WRITTEN TASK:
Each entry below should be echoed exactly, with pictures omitted.

EXCERPTED RECORDS:

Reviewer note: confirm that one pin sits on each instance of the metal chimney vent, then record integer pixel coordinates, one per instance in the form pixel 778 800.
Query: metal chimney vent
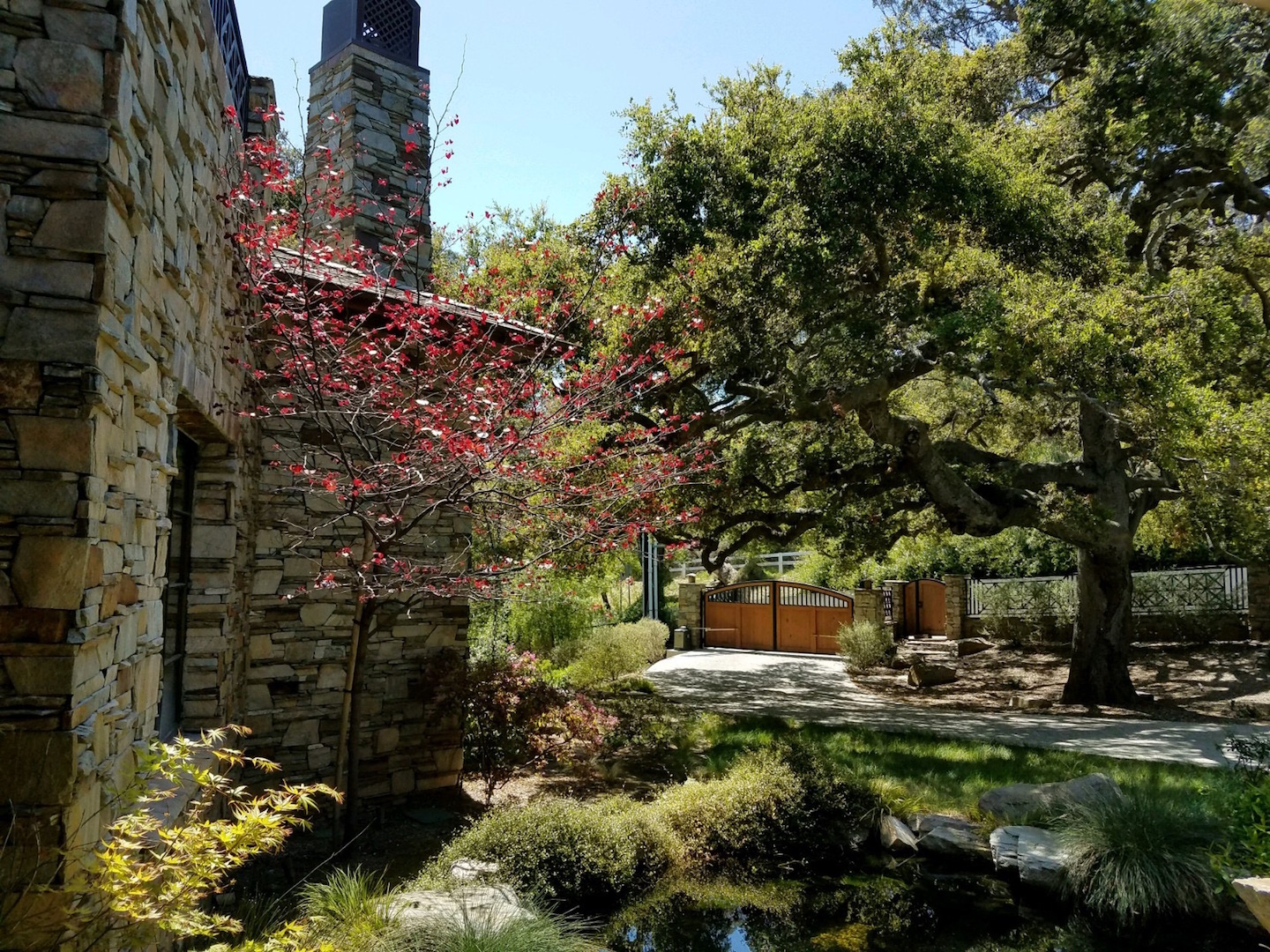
pixel 387 26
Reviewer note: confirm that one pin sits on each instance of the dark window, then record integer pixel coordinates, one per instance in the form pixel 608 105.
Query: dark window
pixel 181 510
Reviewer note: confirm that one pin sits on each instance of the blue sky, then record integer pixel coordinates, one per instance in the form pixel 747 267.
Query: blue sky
pixel 542 81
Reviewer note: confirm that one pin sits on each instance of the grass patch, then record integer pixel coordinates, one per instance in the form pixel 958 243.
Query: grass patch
pixel 915 772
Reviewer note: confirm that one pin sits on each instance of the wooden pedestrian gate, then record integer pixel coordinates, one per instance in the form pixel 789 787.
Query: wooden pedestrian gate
pixel 775 616
pixel 923 608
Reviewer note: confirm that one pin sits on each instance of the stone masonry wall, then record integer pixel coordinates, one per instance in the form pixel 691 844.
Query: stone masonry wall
pixel 412 729
pixel 371 112
pixel 117 306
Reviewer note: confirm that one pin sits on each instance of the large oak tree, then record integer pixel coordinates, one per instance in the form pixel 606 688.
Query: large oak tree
pixel 940 287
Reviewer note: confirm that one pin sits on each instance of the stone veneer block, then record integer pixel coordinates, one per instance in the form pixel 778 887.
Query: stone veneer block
pixel 46 767
pixel 19 385
pixel 52 140
pixel 55 75
pixel 49 571
pixel 54 443
pixel 75 225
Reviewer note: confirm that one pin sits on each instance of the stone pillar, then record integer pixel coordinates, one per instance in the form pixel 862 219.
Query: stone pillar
pixel 868 605
pixel 690 611
pixel 1259 602
pixel 895 587
pixel 954 606
pixel 369 106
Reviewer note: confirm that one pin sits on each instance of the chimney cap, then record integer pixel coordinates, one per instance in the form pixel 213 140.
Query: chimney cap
pixel 387 26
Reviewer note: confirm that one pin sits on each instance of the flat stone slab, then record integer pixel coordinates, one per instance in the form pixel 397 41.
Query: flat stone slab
pixel 1255 893
pixel 818 691
pixel 1034 853
pixel 484 904
pixel 1019 801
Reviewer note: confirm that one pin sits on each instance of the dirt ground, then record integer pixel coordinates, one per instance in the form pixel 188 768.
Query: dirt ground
pixel 1220 681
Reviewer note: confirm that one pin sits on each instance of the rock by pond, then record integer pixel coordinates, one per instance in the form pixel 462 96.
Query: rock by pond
pixel 1020 801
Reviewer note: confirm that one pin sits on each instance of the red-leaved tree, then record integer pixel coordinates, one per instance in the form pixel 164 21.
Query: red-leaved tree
pixel 437 447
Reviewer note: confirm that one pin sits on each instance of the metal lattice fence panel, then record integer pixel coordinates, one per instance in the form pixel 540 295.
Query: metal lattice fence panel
pixel 230 40
pixel 1221 589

FINAL RESULT:
Reviewer note: confirm that one pin sits on each instance of the metal chimney vent, then record integer pixel coordinates, one per instance in the form pixel 778 800.
Query: metal chimney vent
pixel 387 26
Reviewer note: confirm that one pin sits on each instance of the dark window, then record integer pixel coordinates, one per instance in the form pixel 608 105.
Query: dark window
pixel 181 510
Reviewer note: confirm that one pin sits on each instance of the blue sky, then record integer pixel coordinates, one per instance in the form pixel 747 267.
Query: blue sky
pixel 542 81
Reviewer note: confirm that one pin sits on each instance of the grass patch, then record integer pixel coordinates, one per instance in the form pixel 958 243.
Query: grass patch
pixel 915 772
Reviewer note: confirm that one pin sits on each instance of the wooden pedestrian gate, then record integer pixel coordinates, one per instance in the form pixel 789 787.
Query: wooden pedestrian gate
pixel 775 616
pixel 923 608
Reviewer note: confirm that one pin sits on each instance of the stone masonry wall, then record integer pixel coordinates, one per instance in the form pixel 691 844.
Query: stone masonry wall
pixel 412 729
pixel 371 112
pixel 117 306
Reviewer note: confirm that one pin sits on each instance of the large oak tree, then record integer pixel coordinates, one per instance in the form pixel 606 688.
Query: large oak tree
pixel 940 287
Reviewer note: confirm that one pin sits on each instance of the stone veneer block, then record integer pixel coordinates, one per instance in the form pixel 778 887.
Query: stone veneer block
pixel 46 767
pixel 19 385
pixel 52 140
pixel 55 75
pixel 49 571
pixel 54 443
pixel 75 225
Reviewer note: confirm that one pin sits on each instance of the stone pillar, then record integer pixel coordinates, one per instance in the form pixel 862 219.
Query: stone pillar
pixel 868 605
pixel 690 611
pixel 1259 602
pixel 895 587
pixel 954 606
pixel 369 106
Reviewer note: confirm that one pin sits on each instance of the chimney cap, then record integer pixel coordinates, one per instance in the form pixel 213 140.
Query: chimney cap
pixel 387 26
Reviewer note: confirm that one pin sits on each instance of the flat stone slab, then record integer pixel coordinates, one per instance in the form pixel 397 41.
Query: flat stone slab
pixel 1255 893
pixel 818 691
pixel 1034 853
pixel 484 904
pixel 1019 801
Reviewer note: confirm that one pin sits on each instance of the dirt ground, then record integer pixel coordinates, one per instance in the form pixel 188 768.
Query: dirt ground
pixel 1220 681
Reviewer note: confirm that one pin sits on each instance of the rock by pond, then record integer pixel coordinates, one per instance in the form pixel 462 96.
Query: rock by pond
pixel 1020 801
Reviewer note: confirm that one pin sits on each instance of the red-leaved tree, then record integer pixel coordinates, one per instance in the form pixel 164 21.
Query: red-leaved tree
pixel 437 447
Reviewer note: confirm that one pin sits on each instance of the metal lattice fence panel, then record integer pixel coordinates, one per instance in the form pixel 540 295.
Query: metal lattice fence panel
pixel 230 40
pixel 1221 589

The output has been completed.